### Task goal
Write out the entries below again, switching "Your masks" to "Your outlines" everywhere it occurs and leaving all other text unchanged.

### Excerpts from segmentation records

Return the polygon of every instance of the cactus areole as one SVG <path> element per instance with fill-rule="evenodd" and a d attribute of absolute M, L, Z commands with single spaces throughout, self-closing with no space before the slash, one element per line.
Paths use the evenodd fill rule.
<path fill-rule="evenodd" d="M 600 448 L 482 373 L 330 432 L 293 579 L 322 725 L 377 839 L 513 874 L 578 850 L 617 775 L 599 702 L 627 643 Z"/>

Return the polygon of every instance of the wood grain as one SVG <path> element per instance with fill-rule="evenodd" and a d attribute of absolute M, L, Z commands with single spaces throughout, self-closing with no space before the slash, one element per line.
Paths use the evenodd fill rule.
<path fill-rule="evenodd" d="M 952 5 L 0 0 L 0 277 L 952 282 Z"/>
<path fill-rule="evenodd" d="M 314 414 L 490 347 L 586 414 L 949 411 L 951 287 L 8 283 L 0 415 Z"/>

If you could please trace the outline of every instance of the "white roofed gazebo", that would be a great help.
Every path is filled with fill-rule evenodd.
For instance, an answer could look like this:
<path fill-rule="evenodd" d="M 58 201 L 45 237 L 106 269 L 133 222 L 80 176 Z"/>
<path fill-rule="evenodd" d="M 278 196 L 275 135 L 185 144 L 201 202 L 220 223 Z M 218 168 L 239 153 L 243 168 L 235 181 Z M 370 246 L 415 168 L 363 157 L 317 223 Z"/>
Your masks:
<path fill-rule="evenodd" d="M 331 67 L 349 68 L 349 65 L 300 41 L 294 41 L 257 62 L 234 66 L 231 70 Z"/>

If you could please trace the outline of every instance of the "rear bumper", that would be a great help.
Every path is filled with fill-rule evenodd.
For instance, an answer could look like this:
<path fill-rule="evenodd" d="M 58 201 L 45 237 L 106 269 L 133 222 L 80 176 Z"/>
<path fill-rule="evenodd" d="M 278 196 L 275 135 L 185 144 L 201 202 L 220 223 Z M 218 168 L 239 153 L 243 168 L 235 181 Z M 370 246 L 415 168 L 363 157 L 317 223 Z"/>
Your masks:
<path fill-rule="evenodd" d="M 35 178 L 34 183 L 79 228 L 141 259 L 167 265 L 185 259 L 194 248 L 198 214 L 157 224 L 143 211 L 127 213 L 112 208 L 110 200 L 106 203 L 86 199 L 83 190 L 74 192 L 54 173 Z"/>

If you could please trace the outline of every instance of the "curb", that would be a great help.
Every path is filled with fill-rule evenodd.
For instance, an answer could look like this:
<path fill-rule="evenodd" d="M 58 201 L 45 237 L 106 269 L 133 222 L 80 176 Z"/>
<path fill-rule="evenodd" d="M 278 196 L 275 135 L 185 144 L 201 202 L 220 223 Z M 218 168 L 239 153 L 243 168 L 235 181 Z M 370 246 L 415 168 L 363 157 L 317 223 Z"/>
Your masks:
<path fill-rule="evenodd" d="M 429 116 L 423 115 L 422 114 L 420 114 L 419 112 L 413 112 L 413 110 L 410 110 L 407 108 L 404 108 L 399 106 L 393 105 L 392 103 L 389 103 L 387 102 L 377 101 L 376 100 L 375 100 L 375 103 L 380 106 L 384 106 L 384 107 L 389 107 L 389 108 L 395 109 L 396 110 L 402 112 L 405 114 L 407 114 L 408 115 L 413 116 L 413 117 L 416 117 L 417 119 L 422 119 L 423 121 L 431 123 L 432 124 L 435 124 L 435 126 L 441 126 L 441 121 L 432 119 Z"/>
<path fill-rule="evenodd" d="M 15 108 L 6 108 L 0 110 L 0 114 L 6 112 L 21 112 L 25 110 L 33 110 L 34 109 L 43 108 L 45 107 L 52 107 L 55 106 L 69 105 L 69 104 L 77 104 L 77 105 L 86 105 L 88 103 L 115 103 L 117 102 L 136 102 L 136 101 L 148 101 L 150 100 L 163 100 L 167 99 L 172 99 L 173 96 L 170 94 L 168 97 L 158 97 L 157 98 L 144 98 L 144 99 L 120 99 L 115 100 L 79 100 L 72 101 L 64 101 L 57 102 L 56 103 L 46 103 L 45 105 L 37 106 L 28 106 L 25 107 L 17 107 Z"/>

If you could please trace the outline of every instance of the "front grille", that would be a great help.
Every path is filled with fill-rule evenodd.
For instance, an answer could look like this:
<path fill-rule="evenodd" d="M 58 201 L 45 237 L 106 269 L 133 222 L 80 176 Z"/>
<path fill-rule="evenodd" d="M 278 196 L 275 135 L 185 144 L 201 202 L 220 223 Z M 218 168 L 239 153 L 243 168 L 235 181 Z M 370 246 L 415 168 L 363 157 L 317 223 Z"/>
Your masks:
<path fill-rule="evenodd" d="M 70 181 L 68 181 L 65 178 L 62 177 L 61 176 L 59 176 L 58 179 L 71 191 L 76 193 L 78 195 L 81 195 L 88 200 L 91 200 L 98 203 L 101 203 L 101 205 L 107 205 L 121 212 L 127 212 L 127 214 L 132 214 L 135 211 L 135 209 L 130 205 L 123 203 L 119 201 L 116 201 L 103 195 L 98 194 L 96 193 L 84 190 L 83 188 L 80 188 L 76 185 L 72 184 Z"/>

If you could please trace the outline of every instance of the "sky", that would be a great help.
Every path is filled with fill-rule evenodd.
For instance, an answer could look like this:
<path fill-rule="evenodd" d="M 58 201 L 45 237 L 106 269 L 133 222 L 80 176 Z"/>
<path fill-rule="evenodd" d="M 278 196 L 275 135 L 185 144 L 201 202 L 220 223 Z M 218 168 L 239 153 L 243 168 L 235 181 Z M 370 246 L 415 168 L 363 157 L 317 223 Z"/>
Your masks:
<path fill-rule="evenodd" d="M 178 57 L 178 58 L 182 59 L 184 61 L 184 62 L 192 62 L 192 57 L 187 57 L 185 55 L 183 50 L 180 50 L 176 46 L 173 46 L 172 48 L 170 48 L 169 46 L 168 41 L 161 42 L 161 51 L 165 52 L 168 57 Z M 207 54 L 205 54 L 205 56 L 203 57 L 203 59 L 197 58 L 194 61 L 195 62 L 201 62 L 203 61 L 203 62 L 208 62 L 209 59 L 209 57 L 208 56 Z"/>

### Exercise solution
Return the polygon of every instance of the cactus areole as one SVG <path> element per instance with fill-rule="evenodd" and a d attribute of absolute M, L, Z commands with single spaces throughout, self-closing with no space before the slash, one element per line.
Paths use the evenodd fill rule.
<path fill-rule="evenodd" d="M 600 448 L 482 373 L 330 432 L 293 579 L 322 725 L 377 839 L 513 874 L 578 850 L 617 775 L 599 702 L 627 643 Z"/>

Return the polygon of every instance of the wood grain as one SVG <path> element per instance with fill-rule="evenodd" and a d attribute of absolute M, L, Z commands with single spaces throughout, self-closing with no space before the slash, one element per line.
Paths use the evenodd fill rule.
<path fill-rule="evenodd" d="M 952 5 L 0 0 L 0 277 L 952 282 Z"/>
<path fill-rule="evenodd" d="M 314 414 L 490 347 L 586 414 L 949 411 L 951 287 L 8 283 L 0 415 Z"/>

If you could please trace the outline of every instance of the "white roofed gazebo", that would be a great help.
Every path is filled with fill-rule evenodd.
For instance, an answer could look like this:
<path fill-rule="evenodd" d="M 58 201 L 45 237 L 106 269 L 133 222 L 80 176 Z"/>
<path fill-rule="evenodd" d="M 278 196 L 275 135 L 185 144 L 201 202 L 220 223 Z M 218 168 L 239 153 L 243 168 L 235 181 Z M 370 246 L 415 168 L 363 157 L 317 223 Z"/>
Your outlines:
<path fill-rule="evenodd" d="M 331 67 L 349 68 L 349 65 L 300 41 L 294 41 L 257 62 L 234 66 L 231 70 Z"/>

If you could please trace the outline of every instance of the "rear bumper", that would be a great help.
Every path is filled with fill-rule evenodd.
For instance, an answer could look like this:
<path fill-rule="evenodd" d="M 58 201 L 45 237 L 106 269 L 133 222 L 80 176 Z"/>
<path fill-rule="evenodd" d="M 278 196 L 275 135 L 185 144 L 201 202 L 220 223 Z M 218 168 L 239 153 L 243 168 L 235 181 Z M 370 246 L 415 168 L 363 157 L 317 223 Z"/>
Your outlines:
<path fill-rule="evenodd" d="M 35 178 L 34 183 L 79 228 L 141 259 L 167 265 L 185 259 L 194 248 L 198 214 L 157 224 L 143 211 L 127 213 L 112 208 L 110 200 L 106 203 L 86 199 L 83 190 L 74 192 L 54 173 Z"/>

If you could please trace the outline of every instance of the "curb", that would be a great help.
Every path is filled with fill-rule evenodd.
For instance, an answer could look like this:
<path fill-rule="evenodd" d="M 58 201 L 45 237 L 106 269 L 133 222 L 80 176 Z"/>
<path fill-rule="evenodd" d="M 278 196 L 275 135 L 185 144 L 201 202 L 220 223 Z M 218 168 L 239 153 L 243 168 L 235 181 Z M 370 246 L 415 168 L 363 157 L 317 223 Z"/>
Your outlines:
<path fill-rule="evenodd" d="M 429 116 L 423 115 L 422 114 L 420 114 L 419 112 L 413 112 L 413 110 L 410 110 L 407 108 L 404 108 L 399 106 L 393 105 L 392 103 L 389 103 L 387 102 L 377 101 L 376 100 L 375 100 L 375 103 L 380 106 L 384 106 L 384 107 L 389 107 L 389 108 L 395 109 L 396 110 L 402 112 L 405 114 L 407 114 L 408 115 L 413 116 L 413 117 L 416 117 L 417 119 L 422 119 L 423 121 L 431 123 L 432 124 L 435 124 L 435 126 L 441 126 L 441 121 L 432 119 Z"/>
<path fill-rule="evenodd" d="M 15 108 L 6 108 L 0 110 L 0 114 L 6 112 L 21 112 L 25 110 L 33 110 L 34 109 L 43 108 L 45 107 L 52 107 L 55 106 L 69 105 L 69 104 L 77 104 L 77 105 L 86 105 L 88 103 L 115 103 L 117 102 L 136 102 L 136 101 L 148 101 L 150 100 L 163 100 L 167 99 L 172 99 L 173 96 L 170 94 L 168 97 L 158 97 L 157 98 L 144 98 L 144 99 L 120 99 L 115 100 L 79 100 L 72 101 L 64 101 L 57 102 L 56 103 L 46 103 L 45 105 L 37 106 L 28 106 L 25 107 L 17 107 Z"/>

If you could please trace the outline of every instance of the "front grille", that would be a great help.
Every path is filled with fill-rule evenodd.
For instance, an answer could look like this:
<path fill-rule="evenodd" d="M 58 201 L 45 237 L 106 269 L 133 222 L 80 176 Z"/>
<path fill-rule="evenodd" d="M 278 196 L 275 135 L 185 144 L 201 202 L 220 223 Z M 218 168 L 239 153 L 243 168 L 235 181 Z M 370 246 L 415 168 L 363 157 L 317 223 Z"/>
Your outlines:
<path fill-rule="evenodd" d="M 70 181 L 68 181 L 65 178 L 62 177 L 61 176 L 59 176 L 58 179 L 71 191 L 76 193 L 78 195 L 81 195 L 88 200 L 91 200 L 98 203 L 101 203 L 101 205 L 107 205 L 121 212 L 127 212 L 127 214 L 132 214 L 135 211 L 135 209 L 130 205 L 123 203 L 119 201 L 116 201 L 103 195 L 98 194 L 96 193 L 84 190 L 83 188 L 80 188 L 76 185 L 72 184 Z"/>

If you could please trace the outline of every instance of the "sky", that would be a great help.
Every path is filled with fill-rule evenodd.
For instance, an answer could look like this:
<path fill-rule="evenodd" d="M 58 201 L 45 237 L 106 269 L 133 222 L 80 176 Z"/>
<path fill-rule="evenodd" d="M 278 196 L 275 135 L 185 144 L 201 202 L 220 223 Z M 218 168 L 239 153 L 243 168 L 235 181 Z M 370 246 L 415 168 L 363 157 L 317 223 Z"/>
Your outlines:
<path fill-rule="evenodd" d="M 178 57 L 178 58 L 182 59 L 184 61 L 184 62 L 192 62 L 192 57 L 187 57 L 185 55 L 183 50 L 180 50 L 176 46 L 173 46 L 172 48 L 170 48 L 169 46 L 168 41 L 161 42 L 161 51 L 165 52 L 168 57 Z M 207 54 L 205 54 L 205 56 L 203 57 L 203 59 L 197 58 L 194 61 L 195 62 L 201 62 L 203 61 L 203 62 L 208 62 L 209 59 L 209 57 L 208 56 Z"/>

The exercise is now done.